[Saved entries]

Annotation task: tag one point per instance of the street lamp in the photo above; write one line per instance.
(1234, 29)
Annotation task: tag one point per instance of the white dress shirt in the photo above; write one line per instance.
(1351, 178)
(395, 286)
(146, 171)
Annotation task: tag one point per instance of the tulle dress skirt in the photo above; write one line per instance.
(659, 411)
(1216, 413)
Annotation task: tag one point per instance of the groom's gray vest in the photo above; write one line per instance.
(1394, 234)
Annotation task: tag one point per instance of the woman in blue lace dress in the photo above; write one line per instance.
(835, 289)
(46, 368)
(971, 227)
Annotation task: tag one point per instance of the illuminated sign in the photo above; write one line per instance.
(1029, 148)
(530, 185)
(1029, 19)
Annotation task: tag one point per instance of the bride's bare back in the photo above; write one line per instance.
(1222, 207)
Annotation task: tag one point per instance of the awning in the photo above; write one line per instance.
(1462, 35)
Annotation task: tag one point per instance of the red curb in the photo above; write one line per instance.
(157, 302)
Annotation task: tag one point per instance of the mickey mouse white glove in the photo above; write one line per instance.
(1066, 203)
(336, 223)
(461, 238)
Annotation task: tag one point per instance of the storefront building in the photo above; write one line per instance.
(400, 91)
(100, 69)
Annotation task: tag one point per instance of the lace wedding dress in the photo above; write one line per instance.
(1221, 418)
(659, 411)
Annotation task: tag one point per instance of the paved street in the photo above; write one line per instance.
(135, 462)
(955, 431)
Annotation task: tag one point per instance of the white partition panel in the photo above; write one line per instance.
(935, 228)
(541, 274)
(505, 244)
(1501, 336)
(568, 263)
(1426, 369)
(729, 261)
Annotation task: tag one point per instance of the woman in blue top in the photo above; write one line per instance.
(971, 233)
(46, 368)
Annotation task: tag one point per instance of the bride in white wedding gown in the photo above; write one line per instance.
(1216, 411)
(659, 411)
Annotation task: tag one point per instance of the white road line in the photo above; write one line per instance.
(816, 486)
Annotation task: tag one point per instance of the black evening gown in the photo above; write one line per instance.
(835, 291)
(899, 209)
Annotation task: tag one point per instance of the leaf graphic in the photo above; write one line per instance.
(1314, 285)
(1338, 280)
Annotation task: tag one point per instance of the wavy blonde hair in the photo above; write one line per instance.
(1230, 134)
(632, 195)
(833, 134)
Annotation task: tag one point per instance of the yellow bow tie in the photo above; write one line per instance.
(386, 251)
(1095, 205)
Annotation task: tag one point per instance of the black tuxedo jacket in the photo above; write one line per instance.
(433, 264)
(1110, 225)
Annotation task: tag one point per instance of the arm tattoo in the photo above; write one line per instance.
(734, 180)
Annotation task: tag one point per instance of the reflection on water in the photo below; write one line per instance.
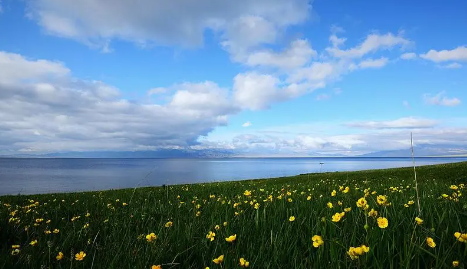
(27, 176)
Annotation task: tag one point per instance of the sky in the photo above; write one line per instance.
(257, 78)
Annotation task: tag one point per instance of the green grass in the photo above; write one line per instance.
(116, 236)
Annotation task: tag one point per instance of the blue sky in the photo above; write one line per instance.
(260, 78)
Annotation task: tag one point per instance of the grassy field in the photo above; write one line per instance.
(305, 221)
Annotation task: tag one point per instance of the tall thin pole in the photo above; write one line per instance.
(415, 174)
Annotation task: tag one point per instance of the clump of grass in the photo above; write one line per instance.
(274, 221)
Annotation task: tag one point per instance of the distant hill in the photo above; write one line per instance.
(420, 151)
(163, 153)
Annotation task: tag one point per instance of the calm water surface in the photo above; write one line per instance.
(30, 176)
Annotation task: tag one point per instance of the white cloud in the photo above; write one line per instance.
(373, 63)
(157, 90)
(298, 54)
(406, 104)
(401, 123)
(336, 41)
(293, 140)
(457, 54)
(440, 99)
(317, 71)
(246, 124)
(372, 43)
(409, 56)
(97, 22)
(322, 97)
(336, 29)
(451, 66)
(45, 109)
(256, 91)
(17, 68)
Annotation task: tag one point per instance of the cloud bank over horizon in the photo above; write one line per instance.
(46, 106)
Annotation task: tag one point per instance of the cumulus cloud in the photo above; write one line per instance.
(457, 54)
(402, 123)
(45, 109)
(406, 104)
(372, 43)
(322, 97)
(298, 54)
(409, 56)
(157, 90)
(451, 66)
(181, 22)
(441, 99)
(285, 143)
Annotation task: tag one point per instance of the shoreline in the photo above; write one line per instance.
(292, 177)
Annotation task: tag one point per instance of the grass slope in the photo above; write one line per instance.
(112, 227)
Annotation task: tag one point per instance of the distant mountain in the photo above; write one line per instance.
(162, 153)
(422, 151)
(419, 150)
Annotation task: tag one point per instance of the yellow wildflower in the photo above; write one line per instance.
(211, 235)
(461, 237)
(430, 242)
(80, 256)
(419, 221)
(59, 256)
(381, 199)
(354, 252)
(151, 237)
(382, 222)
(317, 241)
(362, 203)
(244, 263)
(231, 238)
(337, 217)
(219, 259)
(373, 213)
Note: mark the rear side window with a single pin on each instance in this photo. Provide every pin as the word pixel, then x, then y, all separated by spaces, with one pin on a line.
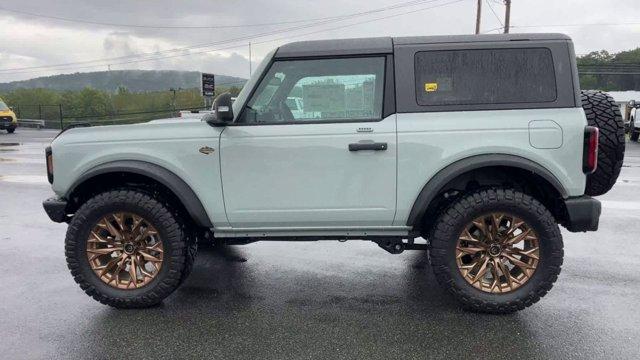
pixel 485 76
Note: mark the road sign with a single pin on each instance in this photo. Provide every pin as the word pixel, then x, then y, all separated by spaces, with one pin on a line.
pixel 208 84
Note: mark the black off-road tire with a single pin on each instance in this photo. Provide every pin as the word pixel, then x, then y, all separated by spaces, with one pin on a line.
pixel 171 230
pixel 444 238
pixel 603 113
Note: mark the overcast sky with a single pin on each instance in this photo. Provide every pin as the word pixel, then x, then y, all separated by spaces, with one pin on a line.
pixel 29 41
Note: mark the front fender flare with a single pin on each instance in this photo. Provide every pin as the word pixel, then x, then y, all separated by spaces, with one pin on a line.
pixel 173 182
pixel 438 181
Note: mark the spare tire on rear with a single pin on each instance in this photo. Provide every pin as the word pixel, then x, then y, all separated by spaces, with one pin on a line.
pixel 603 113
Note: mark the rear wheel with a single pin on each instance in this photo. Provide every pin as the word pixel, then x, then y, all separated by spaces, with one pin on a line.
pixel 633 133
pixel 496 250
pixel 127 249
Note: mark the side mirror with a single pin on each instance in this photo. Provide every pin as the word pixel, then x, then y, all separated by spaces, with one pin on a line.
pixel 222 111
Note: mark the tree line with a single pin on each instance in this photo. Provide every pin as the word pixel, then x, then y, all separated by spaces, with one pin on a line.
pixel 606 71
pixel 98 105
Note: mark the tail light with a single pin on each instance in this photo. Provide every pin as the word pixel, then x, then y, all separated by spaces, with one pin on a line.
pixel 49 157
pixel 590 152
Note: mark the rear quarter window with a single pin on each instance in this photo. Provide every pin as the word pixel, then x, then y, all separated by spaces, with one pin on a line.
pixel 485 76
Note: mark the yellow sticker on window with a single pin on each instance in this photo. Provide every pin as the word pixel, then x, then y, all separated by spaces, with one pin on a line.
pixel 430 87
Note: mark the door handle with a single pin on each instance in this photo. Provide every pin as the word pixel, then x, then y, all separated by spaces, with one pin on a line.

## Task goal
Please output the entries above exactly, leaving out every picture.

## Result of this exercise
Annotation task: tag one point per instance of the street lamp in the photo above; write one line per instance.
(1234, 29)
Annotation task: tag one point per instance of the white dress shirt in the photo above; write one line per instance.
(1351, 178)
(395, 286)
(146, 171)
Annotation task: tag one point per instance of the tulle dress skirt in the photo above; write one line per instance.
(659, 411)
(1216, 413)
Annotation task: tag one point per instance of the groom's gray vest in the photo above; write one line per instance.
(1394, 234)
Annotation task: tag one point per instance of the woman in blue lace dress in the photo above; write one line per instance.
(835, 289)
(46, 368)
(971, 227)
Annotation task: tag one point per instance of the illuminated sign in the photo above; write one line per instance.
(1029, 148)
(530, 185)
(1029, 19)
Annotation task: tag one point per instance of the bride's bare back in the photo above; write one line per instance.
(1222, 207)
Annotation task: tag one point per instance of the awning in the photo above; write one line per instance.
(1462, 35)
Annotation task: tag one point per instance of the red curb in the photo above; write one line per instance.
(157, 302)
Annotation task: tag one point per instance of the mickey mouse white glove in the photo above; write one line per instance.
(1066, 203)
(336, 223)
(461, 238)
Annotation task: tag one point per instance of the storefront building in the photo above; write one line per instance.
(400, 91)
(100, 69)
Annotation task: tag one point per instance of the lace wedding dress in the photo above; write one line per instance.
(1221, 418)
(659, 411)
Annotation task: tag one point per instance of the paved street in the photo above; write one line per instance.
(135, 462)
(955, 431)
Annotation task: tag one point per instance of the white partition panel in the photo above; write one line per instance.
(935, 228)
(541, 274)
(505, 244)
(1501, 336)
(568, 263)
(1426, 369)
(729, 261)
Annotation task: tag one point per instance of the woman in blue top in the photo above; write one line per instance.
(971, 233)
(46, 368)
Annotation task: tag one point per instance of the bride in white wedding gown in the photo above; write one line per instance.
(1216, 411)
(659, 411)
Annotation task: tag one point per instance of the white road line in the photo above; write one line per instance.
(816, 486)
Annotation task: tag one point per instance of the black evening gown in the photo above; write one line per instance.
(835, 291)
(899, 209)
Annotation task: tag one point per instance of the leaf graphic in the photo above; write one line per instance.
(1314, 285)
(1338, 280)
Annotation task: tag one point per instance of the wavy blonde hair in the photo above; write one line per instance.
(1230, 134)
(632, 195)
(833, 134)
Annotation task: tag one point per instance of the yellow bow tie in the photo above; write one line per instance.
(386, 251)
(1095, 205)
Annotation task: tag one point per instance of the black tuxedo jacket in the photo above; write one line per instance.
(433, 264)
(1110, 225)
Annotation task: tag one point per instance of the arm tattoo in the photo above; write one line per instance.
(734, 180)
Annotation task: tag one point per instance of the reflection on water in the photo below; write one line per instance.
(27, 176)
Annotation task: tag one point per instance of the sky in the photo above; write one line per instance.
(257, 78)
Annotation task: tag one point per instance of the green grass in the photo above; write one line per instance.
(116, 236)
Annotation task: tag one point per instance of the blue sky in the photo above; write one line per instance.
(260, 78)
Annotation task: tag one point per instance of the grassy field in the photo above; write one line per instance.
(305, 221)
Annotation task: tag one point per instance of the tall thin pole in the photo above; write one line per instance.
(415, 174)
Annotation task: tag one point per instance of the clump of grass in the photo above; write one line per instance.
(274, 221)
Annotation task: tag one point per instance of the distant hill in the photo above; write one line per instance.
(420, 151)
(163, 153)
Annotation task: tag one point per instance of the calm water surface in the photo above; write one line per instance.
(30, 176)
Annotation task: tag one point per instance of the white cloud in the photo above; write one line per instance.
(373, 63)
(157, 90)
(298, 54)
(406, 104)
(401, 123)
(336, 41)
(293, 140)
(457, 54)
(440, 99)
(317, 71)
(246, 124)
(372, 43)
(409, 56)
(97, 22)
(322, 97)
(336, 29)
(451, 66)
(45, 109)
(256, 91)
(17, 68)
Annotation task: tag one point per instance of the cloud bank over horizon in the photo above; write one line per instance.
(46, 106)
Annotation task: tag one point per instance of the cumulus cloud in the photo above; write one line per instance.
(457, 54)
(402, 123)
(45, 109)
(406, 104)
(372, 43)
(322, 97)
(298, 54)
(409, 56)
(157, 90)
(451, 66)
(181, 22)
(441, 99)
(285, 143)
Annotation task: tag one point per instance of the shoreline in the photo above; write one line per instance.
(292, 177)
Annotation task: tag one point per instance of the grass slope in the photo above; write one line per instance.
(112, 227)
Annotation task: tag one point per instance of the distant mountain in the photo above; write one line per instance.
(162, 153)
(422, 151)
(419, 150)
Annotation task: tag one point per instance of the yellow wildflower in the photo above; write one line per instance.
(211, 235)
(461, 237)
(430, 242)
(80, 256)
(419, 221)
(59, 256)
(381, 199)
(354, 252)
(151, 237)
(382, 222)
(317, 241)
(362, 203)
(244, 263)
(231, 238)
(337, 217)
(219, 259)
(373, 213)
Note: mark the rear side window with a single pin on each instance in this photo. Provide every pin as the word pixel, then x, then y, all separated by spaces, with one pin on a line.
pixel 485 76
Note: mark the road sign with a single pin on each instance in this photo. Provide every pin as the word pixel, then x, then y, all separated by spaces, with one pin on a line.
pixel 208 84
Note: mark the black off-road tire with a single pin on each instance in this photo. Provide every pin as the word pixel, then x, then y, all separated by spaces, with one pin on a line.
pixel 171 230
pixel 444 238
pixel 603 113
Note: mark the overcast sky with a single pin on each instance in this photo. Provide every pin as the word pixel, then x, then y, all separated by spaces, with one pin on a line.
pixel 29 41
Note: mark the front fender flare with a single pin on each instance in this photo. Provide every pin as the word pixel, then x, then y, all separated by spaces, with one pin on a line.
pixel 173 182
pixel 438 181
Note: mark the spare tire on rear with a single pin on each instance in this photo. Provide every pin as the word pixel, then x, then y, all separated by spaces, with one pin on a line.
pixel 603 113
Note: mark the rear wheel with a single pin on each instance in this photo. Provide every pin as the word pixel, then x, then y, all separated by spaces, with one pin on a line.
pixel 633 133
pixel 496 250
pixel 127 249
Note: mark the side mirror with a single pin on each instance in this photo. Provide every pin as the word pixel, then x, then y, all separated by spaces, with one pin on a line.
pixel 222 111
Note: mark the tree line with a single pin on each instance in this photo. Provide every pin as the word pixel, then x, then y, all separated by spaces, with one pin on a line.
pixel 606 71
pixel 98 105
Note: mark the tail light with a single pin on each instance in this photo. Provide every pin as the word pixel, then x, then y, all separated by spaces, with one pin on a line.
pixel 49 157
pixel 590 152
Note: mark the rear quarter window with a single pin on each instance in this photo. Provide every pin as the word pixel, then x, then y, all separated by spaces, with one pin on a line.
pixel 485 76
Note: mark the yellow sticker on window with a single pin on each instance in this photo. Provide every pin as the word pixel, then x, then y, all separated by spaces, with one pin on a line.
pixel 430 87
Note: mark the door handle with a single pin on each instance in this photo. Provide every pin as the word pixel, then x, then y, all separated by spaces, with one pin on a line.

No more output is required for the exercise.